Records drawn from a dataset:

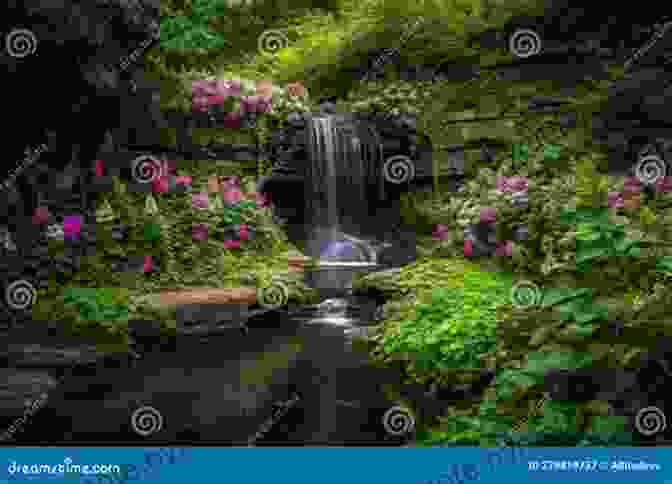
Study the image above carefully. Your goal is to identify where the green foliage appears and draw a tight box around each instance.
[559,207,641,270]
[541,286,608,326]
[378,270,513,371]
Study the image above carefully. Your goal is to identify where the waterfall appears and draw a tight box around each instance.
[304,114,385,267]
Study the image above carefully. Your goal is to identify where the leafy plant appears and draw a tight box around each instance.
[540,286,608,325]
[559,207,641,270]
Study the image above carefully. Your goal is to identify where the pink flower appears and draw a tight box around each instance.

> **What you will do**
All of the entries above need to be repeated exactly, minus the pictures.

> **Completed exercise**
Study the image above carefully. Your goal is to identify where the green foliage appears and draw a tight box around each instance.
[559,207,641,270]
[541,286,608,326]
[378,270,513,371]
Study the image above carefully. Your goal is to identify where the waterfall appears and draw a tight box around each instance.
[304,114,385,267]
Study the image above carefully. Your goal is to identify where the leafy plant appears and draw a tight box around each instance.
[540,286,608,325]
[559,207,641,270]
Study the image above carefully. Your goal is to identify where the pink flower appears and draw a tight box around each instance.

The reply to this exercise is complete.